Task directions. Check every line below for the string "form", and copy the lines that contain it.

Records for the exercise.
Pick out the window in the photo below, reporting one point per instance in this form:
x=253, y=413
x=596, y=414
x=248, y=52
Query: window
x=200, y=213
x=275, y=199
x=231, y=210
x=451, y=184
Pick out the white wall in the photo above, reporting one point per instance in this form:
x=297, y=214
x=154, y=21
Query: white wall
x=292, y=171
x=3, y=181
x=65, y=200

Result for this exercise.
Pick out the window in the photo below, reporting one point per instance in this form:
Pick out the white wall in the photo above, reporting one point per instance in this form:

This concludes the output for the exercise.